Stated problem:
Rewrite every one of the items below with "innermost point" changed to "most central point" each time it appears and nothing else altered. Leave the pictures out.

The input:
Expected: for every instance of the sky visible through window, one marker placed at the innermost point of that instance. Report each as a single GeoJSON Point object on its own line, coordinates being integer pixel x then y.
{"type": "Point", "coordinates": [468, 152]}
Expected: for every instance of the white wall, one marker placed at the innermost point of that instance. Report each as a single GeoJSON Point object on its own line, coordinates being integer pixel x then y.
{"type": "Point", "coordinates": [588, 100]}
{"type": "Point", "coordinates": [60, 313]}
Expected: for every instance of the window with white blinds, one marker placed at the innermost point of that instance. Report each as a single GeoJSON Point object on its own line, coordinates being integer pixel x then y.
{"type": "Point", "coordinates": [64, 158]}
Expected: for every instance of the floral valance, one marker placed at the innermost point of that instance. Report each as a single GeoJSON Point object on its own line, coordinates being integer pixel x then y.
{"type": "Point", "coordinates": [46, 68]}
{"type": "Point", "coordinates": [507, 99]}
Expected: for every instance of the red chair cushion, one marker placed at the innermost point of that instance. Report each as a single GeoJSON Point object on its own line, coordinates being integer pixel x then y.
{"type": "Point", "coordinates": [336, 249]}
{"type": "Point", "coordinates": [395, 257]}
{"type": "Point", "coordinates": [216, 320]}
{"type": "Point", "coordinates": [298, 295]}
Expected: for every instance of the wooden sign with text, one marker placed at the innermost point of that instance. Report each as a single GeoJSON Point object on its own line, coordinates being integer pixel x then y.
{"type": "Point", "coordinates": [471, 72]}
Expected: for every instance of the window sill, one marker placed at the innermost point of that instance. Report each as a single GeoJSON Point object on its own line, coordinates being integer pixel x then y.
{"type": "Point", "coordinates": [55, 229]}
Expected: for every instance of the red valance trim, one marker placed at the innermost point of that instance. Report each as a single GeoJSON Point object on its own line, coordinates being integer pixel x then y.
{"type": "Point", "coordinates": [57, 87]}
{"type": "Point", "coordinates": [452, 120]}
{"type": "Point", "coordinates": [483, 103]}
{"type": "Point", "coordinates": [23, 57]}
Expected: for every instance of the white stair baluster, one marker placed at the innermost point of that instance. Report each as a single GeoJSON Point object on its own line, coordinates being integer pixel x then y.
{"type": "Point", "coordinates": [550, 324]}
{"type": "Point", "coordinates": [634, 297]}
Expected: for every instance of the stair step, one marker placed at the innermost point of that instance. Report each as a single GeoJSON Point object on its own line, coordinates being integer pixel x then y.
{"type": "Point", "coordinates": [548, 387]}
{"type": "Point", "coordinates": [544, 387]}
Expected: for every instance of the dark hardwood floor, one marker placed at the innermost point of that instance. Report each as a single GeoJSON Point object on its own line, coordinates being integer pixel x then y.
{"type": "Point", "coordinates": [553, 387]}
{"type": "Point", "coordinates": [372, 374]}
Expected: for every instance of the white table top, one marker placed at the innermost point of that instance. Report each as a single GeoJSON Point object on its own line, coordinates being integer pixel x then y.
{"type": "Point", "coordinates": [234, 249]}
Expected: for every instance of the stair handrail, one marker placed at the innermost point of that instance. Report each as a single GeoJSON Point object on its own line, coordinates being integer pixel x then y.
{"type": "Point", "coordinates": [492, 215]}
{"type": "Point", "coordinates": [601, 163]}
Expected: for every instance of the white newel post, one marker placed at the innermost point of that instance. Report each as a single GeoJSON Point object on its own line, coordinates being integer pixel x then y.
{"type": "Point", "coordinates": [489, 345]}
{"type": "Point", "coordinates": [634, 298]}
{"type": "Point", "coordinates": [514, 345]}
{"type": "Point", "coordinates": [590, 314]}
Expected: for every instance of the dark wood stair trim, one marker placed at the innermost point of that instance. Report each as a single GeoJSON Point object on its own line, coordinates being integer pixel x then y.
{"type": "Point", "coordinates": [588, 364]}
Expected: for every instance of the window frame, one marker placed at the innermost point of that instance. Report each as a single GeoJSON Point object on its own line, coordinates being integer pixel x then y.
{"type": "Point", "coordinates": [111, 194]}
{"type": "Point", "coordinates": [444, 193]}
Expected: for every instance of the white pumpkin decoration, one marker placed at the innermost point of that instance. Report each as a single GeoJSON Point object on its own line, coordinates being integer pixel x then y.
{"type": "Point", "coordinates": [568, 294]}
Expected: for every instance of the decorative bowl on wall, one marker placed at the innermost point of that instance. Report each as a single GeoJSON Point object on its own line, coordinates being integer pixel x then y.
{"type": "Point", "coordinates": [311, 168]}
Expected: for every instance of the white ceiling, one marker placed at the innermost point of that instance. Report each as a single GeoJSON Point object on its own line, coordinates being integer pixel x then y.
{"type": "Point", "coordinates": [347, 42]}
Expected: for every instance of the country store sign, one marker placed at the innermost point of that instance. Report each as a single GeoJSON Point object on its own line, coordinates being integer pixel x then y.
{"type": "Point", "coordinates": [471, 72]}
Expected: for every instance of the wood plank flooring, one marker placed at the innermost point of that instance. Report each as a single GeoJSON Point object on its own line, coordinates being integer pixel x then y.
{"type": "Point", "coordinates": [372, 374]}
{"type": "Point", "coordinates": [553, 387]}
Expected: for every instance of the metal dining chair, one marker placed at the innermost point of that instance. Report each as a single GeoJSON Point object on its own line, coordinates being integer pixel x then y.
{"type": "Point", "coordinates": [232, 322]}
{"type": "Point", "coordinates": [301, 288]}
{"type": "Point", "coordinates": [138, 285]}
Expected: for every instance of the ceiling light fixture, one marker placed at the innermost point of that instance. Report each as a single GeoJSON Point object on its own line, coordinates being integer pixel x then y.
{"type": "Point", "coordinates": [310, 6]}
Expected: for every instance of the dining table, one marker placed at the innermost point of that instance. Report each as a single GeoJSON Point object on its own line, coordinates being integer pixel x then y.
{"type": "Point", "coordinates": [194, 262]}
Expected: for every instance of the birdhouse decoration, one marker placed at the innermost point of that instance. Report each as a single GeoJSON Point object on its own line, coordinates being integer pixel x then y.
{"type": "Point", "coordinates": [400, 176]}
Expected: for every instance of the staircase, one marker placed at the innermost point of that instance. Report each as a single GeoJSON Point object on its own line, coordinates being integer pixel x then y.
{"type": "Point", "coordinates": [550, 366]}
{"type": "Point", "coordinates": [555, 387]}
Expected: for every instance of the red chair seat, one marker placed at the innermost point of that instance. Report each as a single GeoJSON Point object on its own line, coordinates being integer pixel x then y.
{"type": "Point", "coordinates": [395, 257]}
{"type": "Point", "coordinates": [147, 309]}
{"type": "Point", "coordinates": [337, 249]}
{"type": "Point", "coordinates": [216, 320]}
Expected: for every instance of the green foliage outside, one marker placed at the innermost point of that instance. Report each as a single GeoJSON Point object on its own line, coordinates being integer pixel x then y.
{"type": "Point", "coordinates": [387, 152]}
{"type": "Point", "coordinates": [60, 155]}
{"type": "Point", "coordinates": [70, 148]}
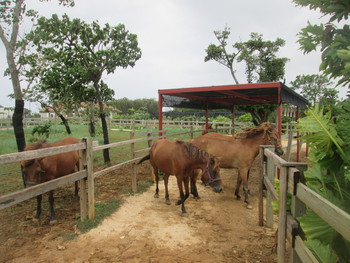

Task result:
Expected: for every instance of the sky visible through window, one marker placed at the most central point of that instance. Report each as a single GeoJSON Point object on its own line, coordinates being integer pixel x then y.
{"type": "Point", "coordinates": [468, 152]}
Expected: for every instance of the white wall, one marker placed at the most central point of that instance. Report each as a single GeoJSON Point object on its own line, coordinates being integer pixel x then y.
{"type": "Point", "coordinates": [588, 100]}
{"type": "Point", "coordinates": [60, 313]}
Expected: for every instance of the window with white blinds, one marker placed at the most central point of that instance. Report each as a single GeoJSON Point object on its own line, coordinates being integer pixel x then y.
{"type": "Point", "coordinates": [64, 158]}
Expected: for every instance of the floral valance, one marker placed at the most central point of that instance. Report each as a single GeoJSON Point object on its own line, coordinates being integer pixel x then y.
{"type": "Point", "coordinates": [46, 68]}
{"type": "Point", "coordinates": [507, 99]}
Expected: for every instance of the red chair cushion, one marker placed at the most central point of that instance. Report each as a single GeoJSON Point object on its own line, coordinates being integer pixel x then y.
{"type": "Point", "coordinates": [336, 249]}
{"type": "Point", "coordinates": [395, 257]}
{"type": "Point", "coordinates": [216, 320]}
{"type": "Point", "coordinates": [298, 295]}
Expected: for every instance of the wooden sign with text, one marker placed at the most central point of that instance. Report each as a single GeoJSON Point object on its own line, coordinates being integer pixel x then y.
{"type": "Point", "coordinates": [471, 72]}
Expected: for every instance of the window sill, one marker placed at the most central point of that instance. Report each as a single GeoJSON Point object on its own line, coordinates being integer pixel x then y.
{"type": "Point", "coordinates": [55, 229]}
Expected: for every instance of the red valance trim, one marker placed at the most central point of that instance. Report each as a single GeoJSON Point object on its own line, coordinates being integer pixel x then y.
{"type": "Point", "coordinates": [57, 87]}
{"type": "Point", "coordinates": [452, 120]}
{"type": "Point", "coordinates": [483, 103]}
{"type": "Point", "coordinates": [23, 57]}
Expected: for every instance of the white stair baluster, one marker placed at the most central point of that instance. Report each as a single GeoJSON Point object on its own line, coordinates being integer pixel x then y.
{"type": "Point", "coordinates": [550, 324]}
{"type": "Point", "coordinates": [634, 297]}
Expected: for every instance of the stair step, one marker placed at the most central point of that instance. Report each as a single GeoJSON Point object on its own line, coordinates being integer pixel x then y.
{"type": "Point", "coordinates": [548, 387]}
{"type": "Point", "coordinates": [544, 387]}
Expected: for every instance of the dark hardwood floor, one marker placed at the most central point of that instance. Report each as a single GeoJSON Point object on its own line, coordinates being integer pixel x then y.
{"type": "Point", "coordinates": [553, 387]}
{"type": "Point", "coordinates": [372, 374]}
Expected: for every instance of the white table top, one marker placed at the most central point of that instance. Report each as a single GeoJSON Point object on its own line, coordinates being integer pixel x then y.
{"type": "Point", "coordinates": [234, 249]}
Expected: for every instance of the stair handrail, one marker placed at the most central point of that instance. Report each as a single GeoJSON Point object on its own line, coordinates being integer pixel x then y.
{"type": "Point", "coordinates": [492, 215]}
{"type": "Point", "coordinates": [601, 163]}
Expected: for every instance of the white newel post, one marker placed at the most central point of that instance. Report each as a single GeoJSON Point object on its own line, coordinates being integer pixel x then y.
{"type": "Point", "coordinates": [489, 345]}
{"type": "Point", "coordinates": [634, 298]}
{"type": "Point", "coordinates": [514, 345]}
{"type": "Point", "coordinates": [590, 314]}
Expected: for every instance of the dark wood stair trim, one marker placed at the most central point of that instance. Report each as a single GeoJSON Point object on its own line, coordinates being integer pixel x then y.
{"type": "Point", "coordinates": [588, 364]}
Expected: for every instance of the window frame, one marker placed at the most central point of that instance. Report each as a single GeoJSON Point object on its own line, coordinates being integer pixel x then y.
{"type": "Point", "coordinates": [111, 194]}
{"type": "Point", "coordinates": [444, 193]}
Expected: for every instance of the white pumpkin decoration, one marker placed at the most central point of that instance. Report each as a single GeoJSON Point object on its own line, coordinates being integer pixel x then y.
{"type": "Point", "coordinates": [568, 294]}
Expected: for every instance of the decorative bowl on wall, one marker placed at the most central point of that instance. Report each as a single GeoJSON Point object on its own line, coordinates being integer pixel x then y.
{"type": "Point", "coordinates": [311, 168]}
Expected: for every instance of the white ceiling, one marker placed at the most central point of that instance. Report each as a single GeoJSON Point object on its own line, coordinates being integer pixel x then y.
{"type": "Point", "coordinates": [347, 42]}
Expected: for every instance of the country store sign, one marker placed at the most central point of that instance. Report each as a single GeoJSON Point object on its own line, coordinates being integer pixel x then y.
{"type": "Point", "coordinates": [471, 72]}
Expected: for every instance of the wood plank flooring, one marker placed at the most central point of that instance. Report each as a single GeoJSON Point object on its own line, coordinates being integer pixel x then y.
{"type": "Point", "coordinates": [372, 374]}
{"type": "Point", "coordinates": [553, 387]}
Expected: for every instance of the metal dining chair, one marker placed at the most central point of that instance. Report each as a single GeoJSON Point object on its own line, coordinates being integer pixel x then y.
{"type": "Point", "coordinates": [232, 322]}
{"type": "Point", "coordinates": [301, 288]}
{"type": "Point", "coordinates": [138, 285]}
Expected: for every instance of the ceiling light fixture, one marker placed at the most central point of that instance. Report each as a single GeoJSON Point object on its own line, coordinates being integer pixel x then y.
{"type": "Point", "coordinates": [310, 6]}
Expected: for every instance of the dining table, one marker placed at the most central point of that instance. Report each as a single GeoJSON Point object on its own line, coordinates being integer pixel x then y.
{"type": "Point", "coordinates": [194, 262]}
Expected: for every instance of the birdhouse decoration, one marker placed at the most central point of that instance. Report each as a single GeoJSON Point object on its own line, coordinates being integer pixel x then y.
{"type": "Point", "coordinates": [400, 176]}
Expected: for every instance of the staircase, one marker placed at the most central point of that instance. Report each as a single GeoJSON Point object on its own line, coordinates being integer pixel x then y.
{"type": "Point", "coordinates": [550, 366]}
{"type": "Point", "coordinates": [555, 387]}
Expected: for every instance of the red chair seat, one marker placed at the most central point of that instance. Report each as a single GeoJSON Point object on its own line, coordinates being integer pixel x then y.
{"type": "Point", "coordinates": [395, 257]}
{"type": "Point", "coordinates": [147, 309]}
{"type": "Point", "coordinates": [337, 249]}
{"type": "Point", "coordinates": [216, 320]}
Expected: for every instance of the green foliage outside, one marker placed at the most central point of that instance. Report each as a single GeoJSON Point object on its own line, coordinates being integer pixel x then y.
{"type": "Point", "coordinates": [387, 152]}
{"type": "Point", "coordinates": [60, 155]}
{"type": "Point", "coordinates": [70, 148]}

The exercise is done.